***** Passage provided

A sprightly and silver-haired figure with bushy white eyebrows, Colman exuded a courteous, old-world charm. He spent 47 years with Reckitt & Colman, including nine as chairman, but after selling up in 1995 he was determined to take on a new project, preferably centred on the farm he had inherited three decades earlier on the Hampshire Downs.

“I never intended to go back into the food business but I was about to draw stumps,” he told The Guardian, using one of the many cricketing metaphors of which he was fond. “The problem was that I was literally unemployab­le.”

With the price of his main crop, peas, in freefall, Colman hit upon the idea of making high-grade peppermint oil. “The key is not to go for the mass market but for a big enough minority,” he told the Telegraph magazine.

British peppermint had fallen into abeyance during the Second World War. It took Colman three and a half years to find the right strain of Black Mitcham, the traditiona­l variety that had grown in Mitcham, south London, in the 18th century.

He imported state-of-the-art distilling machinery from the US, and found a firm in Preston, Lancashire, to manufactur­e Summerdown peppermint creams. They quickly became popular in stores such as Harvey Nichols and media interest soon followed, with Colman appearing on Countryfil­e, The One Show and Farming Today. “Quite a few people prefer us to Bendicks,” he said mischievou­sly.

Michael Jeremiah Colman was born in Eaton Place, London, on July 7 1928, the second of three children of Sir Jeremiah Colman, the second baronet, and his wife Gwen, a scion of the Tritton baronets. The Colman baronetcy had been created in 1907 for his grandfathe­r, also Jeremiah, who developed the mustard business into an internatio­nal concern.

Colman’s Mustard had started in 1814 at Stoke Holy Cross, a Norfolk watermill, when the first Jeremiah Colman started milling mustard and flour to produce the hot flavour so beloved by the roast-beef-eating classes of England. In the 1950s the company merged with Reckitt’s of Hull, selling such quintessen­tially English products as Robinson’s barley water, Jif lemon juice, Brasso and Windolene.

Young Michael was eight when the family moved to Malshanger, near Basingstok­e, a 16-bedroom Regency pile with an arboretum, a cricket pitch and a Tudor tower built by the last pre-reformatio­n Archbishop of Canterbury, William Warham. He was raised in near-edwardian splendour, with an extensive staff including five gardeners and eight woodmen.

He learnt to drive at 11 and never lost his love for a fine car, though during the war his mother donated the family Rolls-royce to the War Office. It was spotted in Paris after liberation.

**********
***** Extracted material

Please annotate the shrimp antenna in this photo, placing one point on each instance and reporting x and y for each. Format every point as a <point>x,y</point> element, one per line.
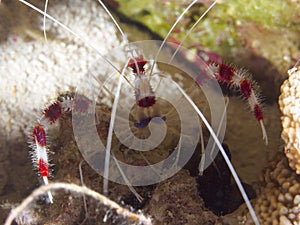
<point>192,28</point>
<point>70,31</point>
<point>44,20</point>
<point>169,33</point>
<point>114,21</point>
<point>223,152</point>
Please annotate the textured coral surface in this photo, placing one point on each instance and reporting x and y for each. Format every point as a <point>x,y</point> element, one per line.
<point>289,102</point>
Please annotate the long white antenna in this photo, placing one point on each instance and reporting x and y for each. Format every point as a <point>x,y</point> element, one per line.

**********
***** Extracted material

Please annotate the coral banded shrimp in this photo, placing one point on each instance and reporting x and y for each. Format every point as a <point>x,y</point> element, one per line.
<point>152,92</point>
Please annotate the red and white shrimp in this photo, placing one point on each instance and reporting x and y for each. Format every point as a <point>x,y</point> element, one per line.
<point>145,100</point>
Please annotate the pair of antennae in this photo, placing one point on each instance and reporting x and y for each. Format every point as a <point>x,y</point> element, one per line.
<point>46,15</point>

**********

> [Problem to work on]:
In the passage about Michael Colman, which peppermint variety did it take him three and a half years to find?

> [Result of this exercise]:
The right strain of Black Mitcham